- **Selected text**:
#####
Most nights, the house moves like a high-volume mix of routine, dysregulation, and recalibration.
We come crashing in from a baseball game, where at least three kids couldn’t find their gloves, every parent suddenly became a strike zone expert, and I’m reminding myself (again) that helping kids have fun matters more than the fact that we’re down by nine runs.
Then it’s straight into the nightly scramble: showers, second dinners, the triage of backpacks, bruised egos, and bent routines. Somewhere in there, I’m offering moral support to one kid while co-regulating another (and myself) through a bedtime spiral.
At some point, I dish out the infamous Dad Death Stare, the silent, sharp one that makes my kid feel small and me feel worse.
We finally get everyone to bed.
I’m half-eating cold food, half-talking to my wife, half-replaying a dozen conversations I wish I’d handled better, just hoping to feel human again for two minutes.
And that’s when I hear it:
“Daddy… are you coming?”
I tell him, “In a couple minutes,” carefully calibrating my voice so he can hear me but not wake the others.
What I don’t say is that I’m secretly hoping he’ll crash before asking again.
Not because I don’t love being with him but because I’m running on fumes.
I want to finish eating. Maybe check in with my wife.
Maybe get the dishwasher started and feel like I completed one thing today.
Just a sliver of stillness.
I take a bite of whatever I scraped onto a plate.
Try to reconnect with my wife—the one person who can usually bring me back to emotional center after a long day.
The conversation starts to soften the edges…
And then:
“Daddy… are you coming now?”
Here’s the truth I keep learning:
This slightly demanding habit from my slightly demanding human — who isn’t throwing a tantrum but is asking as kindly as an annoyed three-year-old can — might actually be the best way for me to decompress.
It’s brushing my teeth while he watches from bed, big brown eyes tracking my every move.
It’s getting into pajamas while he tells me a story that somehow involves Marshall from Paw Patrol, a swimming pool, and a slice of pizza.
It’s sliding into “my” spot and launching into our nightly debate about whether it’s actually his.
It’s feeling his head nestle into my chest as I start reading — breath slowing, thoughts quieting, shoulders finally dropping.
Somehow, the sacred little moment I keep trying to delay…
is the one that clears the clutter and settles my spirit.
When I slow down long enough to reflect — or journal, or pray, or just survive the bedtime routine without snapping — I try to ask what God might be showing me in it.
Sometimes I open my Bible app.
Sometimes it connects with something I already believe or something I am working on.
Sometimes I even open ChatGPT. (You use what you’ve got.)
But this time, I landed here:
“Let the little children come to me, and do not hinder them, for the kingdom of God belongs to such as these.”
— Mark 10:14
That whisper down the stairs?
It’s part bedtime stall tactic and part invitation.
To be interrupted in the best kind of way.
To slow down. To connect.
To be shaped by love that looks a lot like Jesus… even when it’s wrapped in Paw Patrol pajamas.
This Week’s Reset: Nighttime Matters Most
Here’s what I’m working on this week:
1. Fight the bedtime autopilot.
I want to get things done but connection doesn’t work well rushed. It’s a moment that slows me down so it can be shared.
2. Let the weird bedtime stories roll.
Pizza, a pool, and Marshall from Paw Patrol? I’m all in.
3. End with love, not a lecture.
Even when the day was hard end it with intention of love, softness, and grace.
#####
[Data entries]

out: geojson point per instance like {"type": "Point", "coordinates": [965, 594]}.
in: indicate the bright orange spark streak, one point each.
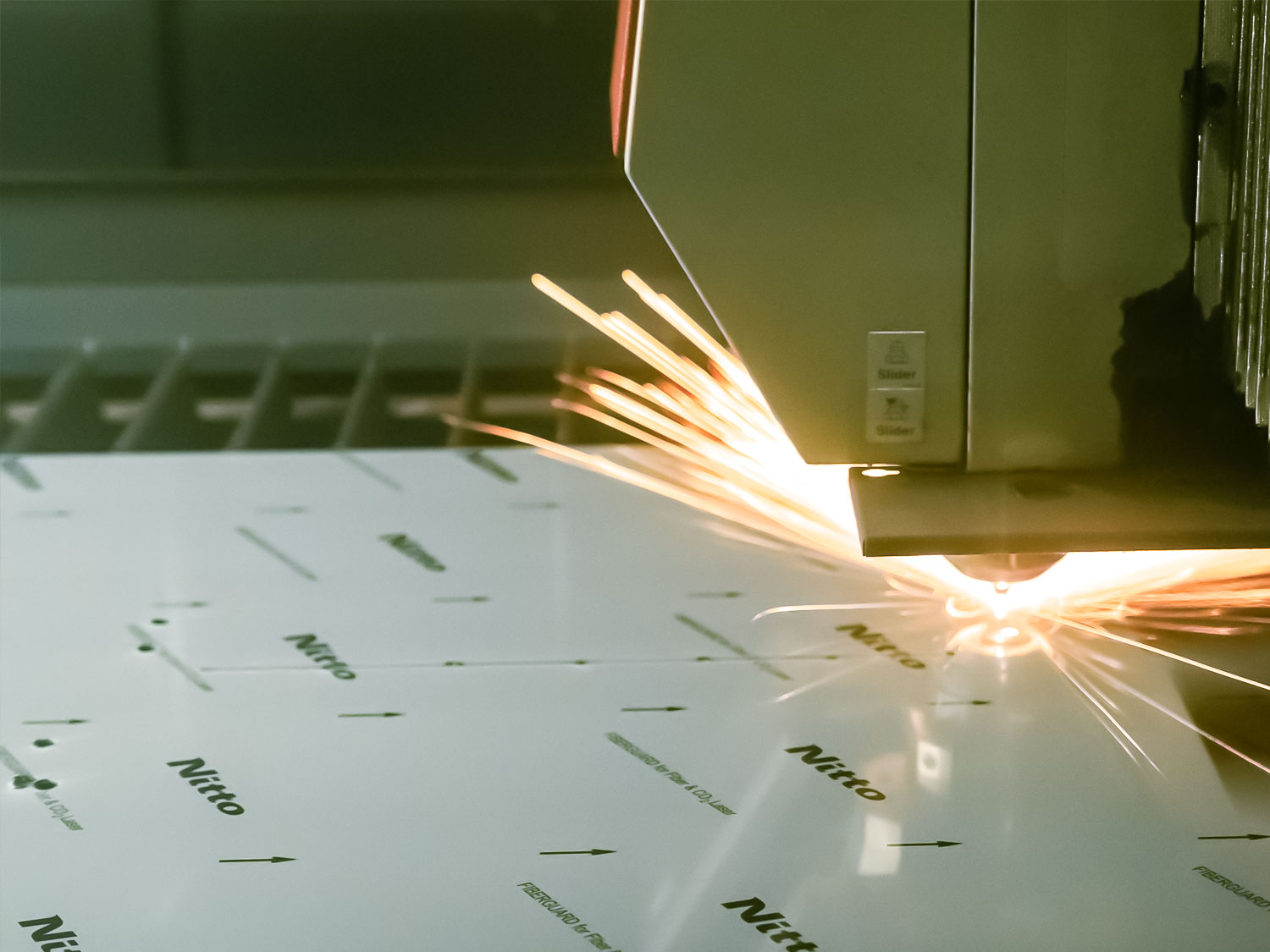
{"type": "Point", "coordinates": [1186, 724]}
{"type": "Point", "coordinates": [1105, 713]}
{"type": "Point", "coordinates": [1130, 642]}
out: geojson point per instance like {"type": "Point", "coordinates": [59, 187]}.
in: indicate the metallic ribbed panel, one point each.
{"type": "Point", "coordinates": [1232, 231]}
{"type": "Point", "coordinates": [292, 395]}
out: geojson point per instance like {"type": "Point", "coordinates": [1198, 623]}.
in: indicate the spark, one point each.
{"type": "Point", "coordinates": [721, 451]}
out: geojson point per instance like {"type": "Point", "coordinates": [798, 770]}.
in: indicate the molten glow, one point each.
{"type": "Point", "coordinates": [724, 454]}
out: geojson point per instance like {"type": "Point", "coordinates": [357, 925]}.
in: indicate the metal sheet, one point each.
{"type": "Point", "coordinates": [644, 800]}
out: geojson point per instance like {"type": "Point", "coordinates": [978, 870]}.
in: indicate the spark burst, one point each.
{"type": "Point", "coordinates": [723, 452]}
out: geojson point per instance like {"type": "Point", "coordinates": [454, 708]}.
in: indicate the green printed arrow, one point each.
{"type": "Point", "coordinates": [1246, 835]}
{"type": "Point", "coordinates": [577, 852]}
{"type": "Point", "coordinates": [959, 702]}
{"type": "Point", "coordinates": [385, 713]}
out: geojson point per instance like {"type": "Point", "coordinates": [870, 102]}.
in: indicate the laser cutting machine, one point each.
{"type": "Point", "coordinates": [1015, 249]}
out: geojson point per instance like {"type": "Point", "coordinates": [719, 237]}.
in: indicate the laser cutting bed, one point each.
{"type": "Point", "coordinates": [535, 715]}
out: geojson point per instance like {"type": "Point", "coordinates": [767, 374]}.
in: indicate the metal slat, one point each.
{"type": "Point", "coordinates": [167, 418]}
{"type": "Point", "coordinates": [365, 421]}
{"type": "Point", "coordinates": [266, 423]}
{"type": "Point", "coordinates": [69, 415]}
{"type": "Point", "coordinates": [470, 398]}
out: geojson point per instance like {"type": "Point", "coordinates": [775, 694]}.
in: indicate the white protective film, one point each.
{"type": "Point", "coordinates": [535, 713]}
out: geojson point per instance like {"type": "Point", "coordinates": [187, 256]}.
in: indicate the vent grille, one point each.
{"type": "Point", "coordinates": [292, 396]}
{"type": "Point", "coordinates": [1232, 213]}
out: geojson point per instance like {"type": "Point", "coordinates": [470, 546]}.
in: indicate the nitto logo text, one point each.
{"type": "Point", "coordinates": [48, 938]}
{"type": "Point", "coordinates": [193, 771]}
{"type": "Point", "coordinates": [320, 652]}
{"type": "Point", "coordinates": [812, 754]}
{"type": "Point", "coordinates": [878, 642]}
{"type": "Point", "coordinates": [752, 911]}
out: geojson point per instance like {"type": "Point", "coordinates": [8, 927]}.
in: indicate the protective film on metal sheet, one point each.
{"type": "Point", "coordinates": [479, 700]}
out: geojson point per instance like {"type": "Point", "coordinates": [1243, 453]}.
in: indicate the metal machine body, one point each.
{"type": "Point", "coordinates": [927, 228]}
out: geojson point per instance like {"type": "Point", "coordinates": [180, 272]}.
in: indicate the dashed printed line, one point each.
{"type": "Point", "coordinates": [58, 810]}
{"type": "Point", "coordinates": [370, 471]}
{"type": "Point", "coordinates": [145, 639]}
{"type": "Point", "coordinates": [478, 459]}
{"type": "Point", "coordinates": [13, 466]}
{"type": "Point", "coordinates": [276, 553]}
{"type": "Point", "coordinates": [736, 649]}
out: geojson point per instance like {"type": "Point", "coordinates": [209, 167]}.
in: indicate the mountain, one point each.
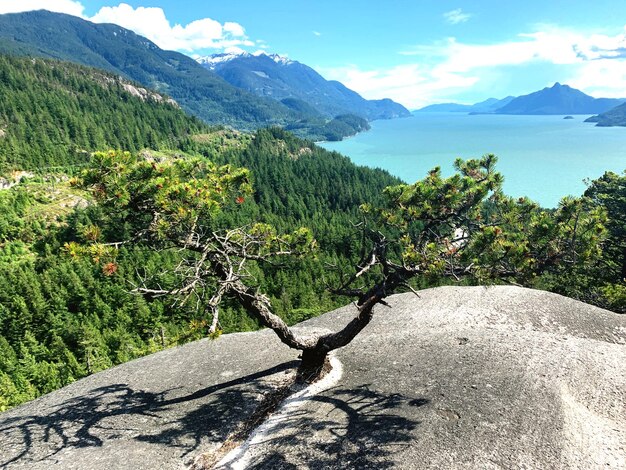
{"type": "Point", "coordinates": [613, 117]}
{"type": "Point", "coordinates": [55, 113]}
{"type": "Point", "coordinates": [487, 106]}
{"type": "Point", "coordinates": [118, 50]}
{"type": "Point", "coordinates": [559, 99]}
{"type": "Point", "coordinates": [277, 77]}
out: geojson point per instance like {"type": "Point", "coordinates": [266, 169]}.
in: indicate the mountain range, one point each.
{"type": "Point", "coordinates": [199, 90]}
{"type": "Point", "coordinates": [558, 99]}
{"type": "Point", "coordinates": [278, 77]}
{"type": "Point", "coordinates": [490, 105]}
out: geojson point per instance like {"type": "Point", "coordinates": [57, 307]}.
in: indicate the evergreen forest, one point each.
{"type": "Point", "coordinates": [63, 317]}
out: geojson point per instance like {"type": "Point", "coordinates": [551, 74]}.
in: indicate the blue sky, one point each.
{"type": "Point", "coordinates": [417, 52]}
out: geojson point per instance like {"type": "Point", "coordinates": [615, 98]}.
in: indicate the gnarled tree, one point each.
{"type": "Point", "coordinates": [439, 227]}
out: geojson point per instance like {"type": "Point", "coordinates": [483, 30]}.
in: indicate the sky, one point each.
{"type": "Point", "coordinates": [416, 52]}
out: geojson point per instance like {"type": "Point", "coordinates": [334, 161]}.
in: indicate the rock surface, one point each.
{"type": "Point", "coordinates": [462, 377]}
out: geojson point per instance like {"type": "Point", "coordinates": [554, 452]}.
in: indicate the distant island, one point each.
{"type": "Point", "coordinates": [612, 117]}
{"type": "Point", "coordinates": [558, 99]}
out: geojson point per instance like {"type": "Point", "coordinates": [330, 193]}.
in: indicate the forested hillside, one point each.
{"type": "Point", "coordinates": [54, 113]}
{"type": "Point", "coordinates": [64, 316]}
{"type": "Point", "coordinates": [120, 51]}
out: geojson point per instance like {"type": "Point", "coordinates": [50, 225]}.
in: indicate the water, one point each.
{"type": "Point", "coordinates": [542, 157]}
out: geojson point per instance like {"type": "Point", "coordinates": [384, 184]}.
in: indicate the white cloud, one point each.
{"type": "Point", "coordinates": [70, 7]}
{"type": "Point", "coordinates": [593, 63]}
{"type": "Point", "coordinates": [456, 16]}
{"type": "Point", "coordinates": [152, 23]}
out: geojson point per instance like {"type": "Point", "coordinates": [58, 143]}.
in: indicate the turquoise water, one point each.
{"type": "Point", "coordinates": [542, 157]}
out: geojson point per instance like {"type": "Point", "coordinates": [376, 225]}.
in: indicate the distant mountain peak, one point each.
{"type": "Point", "coordinates": [278, 77]}
{"type": "Point", "coordinates": [214, 60]}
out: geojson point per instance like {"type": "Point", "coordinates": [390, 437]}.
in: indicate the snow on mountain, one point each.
{"type": "Point", "coordinates": [213, 60]}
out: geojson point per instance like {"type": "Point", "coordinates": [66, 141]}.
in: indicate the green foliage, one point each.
{"type": "Point", "coordinates": [122, 52]}
{"type": "Point", "coordinates": [55, 114]}
{"type": "Point", "coordinates": [318, 128]}
{"type": "Point", "coordinates": [444, 228]}
{"type": "Point", "coordinates": [604, 282]}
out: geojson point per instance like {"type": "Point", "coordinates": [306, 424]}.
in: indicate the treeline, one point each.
{"type": "Point", "coordinates": [61, 319]}
{"type": "Point", "coordinates": [54, 113]}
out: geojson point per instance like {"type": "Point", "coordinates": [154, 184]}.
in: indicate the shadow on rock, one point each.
{"type": "Point", "coordinates": [117, 412]}
{"type": "Point", "coordinates": [352, 428]}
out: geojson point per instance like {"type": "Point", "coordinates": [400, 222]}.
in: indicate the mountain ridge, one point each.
{"type": "Point", "coordinates": [558, 99]}
{"type": "Point", "coordinates": [278, 77]}
{"type": "Point", "coordinates": [118, 50]}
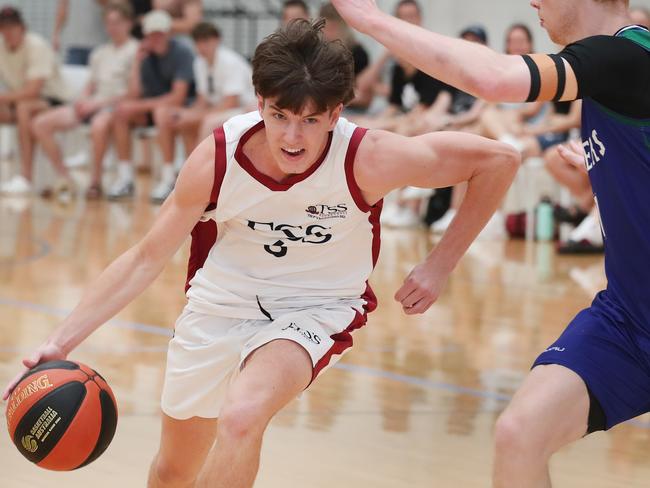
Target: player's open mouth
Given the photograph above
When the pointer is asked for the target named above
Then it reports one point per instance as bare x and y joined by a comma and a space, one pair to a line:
293, 153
#####
- **Task statement**: Reproduce the essay about bedtime word for word, everything from "To be shaped" down to "I’m all in.". Answer using only the essay about bedtime.

- **Response below**:
To be shaped by love that looks a lot like Jesus… even when it’s wrapped in Paw Patrol pajamas.
This Week’s Reset: Nighttime Matters Most
Here’s what I’m working on this week:
1. Fight the bedtime autopilot.
I want to get things done but connection doesn’t work well rushed. It’s a moment that slows me down so it can be shared.
2. Let the weird bedtime stories roll.
Pizza, a pool, and Marshall from Paw Patrol? I’m all in.